▶ _TASK 1_
Answer these from the article on Adani's fine:
(a) How much was Adani fined after pleading guilty?
(b) What maximum fine did the company face if convicted under the Environmental Protection Act?
(c) Which wetlands received contaminated stormwater from the Abbot Point coal port?
** start of SELECTION **
Australia

Adani fined for providing false information about land clearing for coal mine

The Indian multinational conglomerate Adani, which is set to build the biggest coal mine in Australia, was yesterday (Thursday) fined AUD20,000 after pleading guilty to providing false or misleading information to the Queensland government over its land clearing activities.

Adani’s guilty plea in the Brisbane Magistrates Court relates to its 2017/2018 annual tax return, in which Adani stated that it not undertaken any land clearing at its controversial Carmichael mine site.

Evidence presented to the Queensland government by the Environmental Defenders Office (EDO) and its client, the conservation charity Coast and Country, clearly showed that extensive land clearing had already taken place at the mine site by the time Adani lodged its annual return. The evidence included high-definition aerial footage.

No conviction was recorded against the company, which faced a fine of up to AUD3 million if convicted under the Environmental Protection Act.

Adani pleaded guilty to providing false or misleading documents to the Queensland Department of Environment and Science.

“The fact that a conviction was not recorded does not obscure the fact Adani has been convicted of a criminal offence for the first time in Australia,” the EDO stated.

The EDO and EJA cite the penalty infringement fine of AUD13,055 imposed on Adani in April last year for its release of contaminated stormwater from the Abbot Point coal port into the Caley Valley wetlands, which are adjacent to the Great Barrier Reef Marine Park.

The fine was issued by the Queensland government for a breach of a condition of its environmental authority.

The EDO and EJA also wrote that, in May 2019, “Adani avoided continued prosecution regarding a separate coal-contaminated release incident at the port by entering into an enforceable undertaking to improve stormwater release monitoring to marine waters”.

The EDO’s Brisbane executive director and solicitor Jo-Anne Bragg said: “Today’s guilty plea and sentencing is an important outcome and we congratulate the Queensland government for successfully prosecuting Adani for providing false or misleading information.

“Our client obtained evidence that Adani had provided false documents to the Queensland government. This was not self-reported by the company; it had to be discovered by members of the public.”

Bragg added: “Queenslanders expect that when you break the law you face consequences – and today Adani has been issued with a penalty of AUD20,000 plus court costs and investigation costs.

“However, given the criminal nature of this conviction, the Queensland government must now consider cancelling or suspending Adani’s suitable operator registration.”

Bragg also called for urgent law reform that would take into account Adani’s international track record when assessing the company’s suitable operator status.

Whether in Queensland or overseas, entities in the Adani Group have a concerning history of failures to comply with environmental laws, often with serious adverse consequences for the environment and local people, Bragg says.

“It’s ridiculous that the international track record of Adani is not taken into account here in Queensland when considering their suitable operator licence.”

Derec Davies from Coast and Country said: “Despite Adani’s misleading annual return, we were able to identify land clearing activities at the Carmichael mine site and provided high-resolution satellite imagery evidence to the Department of Environment.

“Adani can’t be trusted. Time and time again the public has heard of environmental damage caused by Adani in Australia, and around the world. In this instance they were caught red-handed being misleading about it.
** end of SELECTION **
** start of SUPPLIED INFORMATION **
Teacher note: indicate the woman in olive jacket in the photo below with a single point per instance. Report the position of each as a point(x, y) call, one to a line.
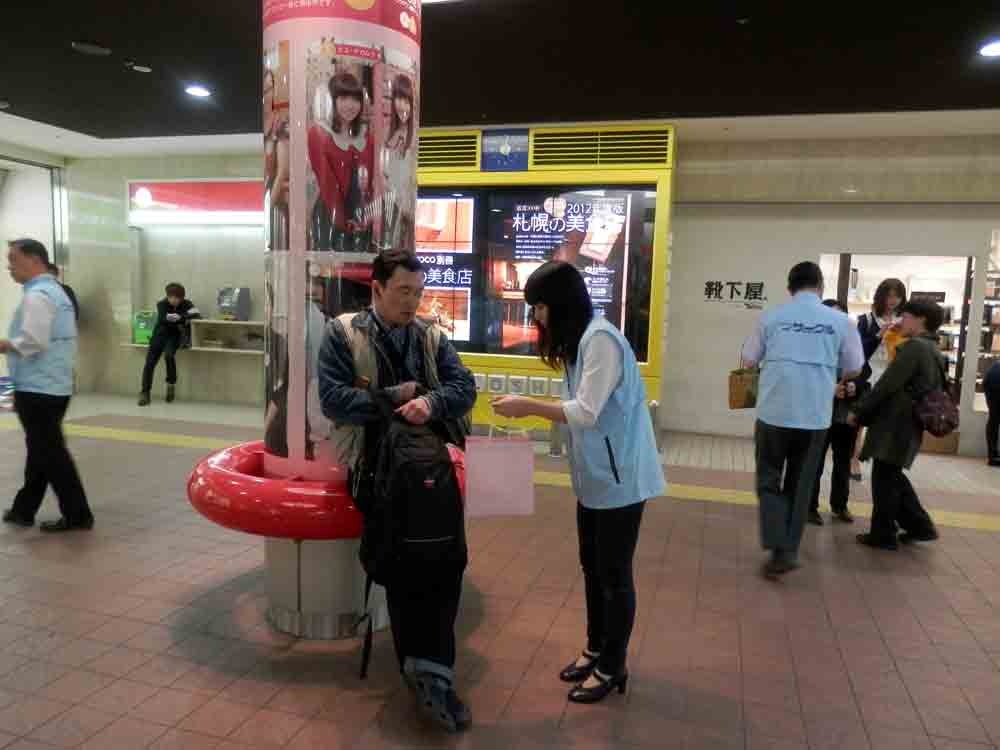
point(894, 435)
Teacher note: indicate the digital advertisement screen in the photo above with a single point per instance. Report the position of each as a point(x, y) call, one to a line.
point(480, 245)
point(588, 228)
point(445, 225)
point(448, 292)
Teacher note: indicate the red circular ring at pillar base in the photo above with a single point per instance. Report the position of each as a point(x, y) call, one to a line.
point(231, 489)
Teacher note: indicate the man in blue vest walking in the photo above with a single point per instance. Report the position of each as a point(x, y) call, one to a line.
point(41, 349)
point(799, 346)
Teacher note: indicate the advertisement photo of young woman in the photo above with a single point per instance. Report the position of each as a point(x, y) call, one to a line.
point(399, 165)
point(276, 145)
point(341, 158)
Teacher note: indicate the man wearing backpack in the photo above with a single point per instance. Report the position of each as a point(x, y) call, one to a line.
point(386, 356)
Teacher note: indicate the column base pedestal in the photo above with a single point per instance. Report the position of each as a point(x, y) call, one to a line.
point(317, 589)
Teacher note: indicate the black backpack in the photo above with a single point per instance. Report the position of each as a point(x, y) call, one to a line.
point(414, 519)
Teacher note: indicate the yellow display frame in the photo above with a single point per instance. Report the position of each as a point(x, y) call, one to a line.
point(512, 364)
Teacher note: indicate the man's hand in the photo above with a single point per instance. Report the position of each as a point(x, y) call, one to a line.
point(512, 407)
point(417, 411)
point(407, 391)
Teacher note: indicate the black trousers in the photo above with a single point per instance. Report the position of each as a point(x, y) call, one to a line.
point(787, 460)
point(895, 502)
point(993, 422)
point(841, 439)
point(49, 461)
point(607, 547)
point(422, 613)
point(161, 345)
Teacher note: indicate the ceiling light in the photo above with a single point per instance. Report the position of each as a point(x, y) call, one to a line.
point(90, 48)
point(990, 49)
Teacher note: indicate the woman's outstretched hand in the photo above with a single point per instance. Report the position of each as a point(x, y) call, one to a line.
** end of SUPPLIED INFORMATION **
▶ _TASK 2_
Please rewrite the listing from the line with "Teacher note: indicate the black trousers" through its end, substituting "overhead lamp" for "ceiling light" and changing nothing else.

▶ _COMPLETE RESPONSE 1_
(a) AUD20,000
(b) AUD3 million
(c) The Caley Valley wetlands

▶ _COMPLETE RESPONSE 2_
Teacher note: indicate the black trousers in the photo above with a single point per instance. Report the position of each as a point(x, y) call, one to a line.
point(787, 460)
point(895, 502)
point(993, 422)
point(841, 439)
point(49, 461)
point(607, 547)
point(422, 613)
point(161, 345)
Teacher note: indicate the overhead lamp in the photo above with a single point per instance. Report the position of each as a point(x, y) call, one to a line.
point(90, 48)
point(990, 49)
Teacher note: indicate the woman's outstretched hand in the photo above with a single point per instance. Report the position of each as a point(x, y) call, one to a line.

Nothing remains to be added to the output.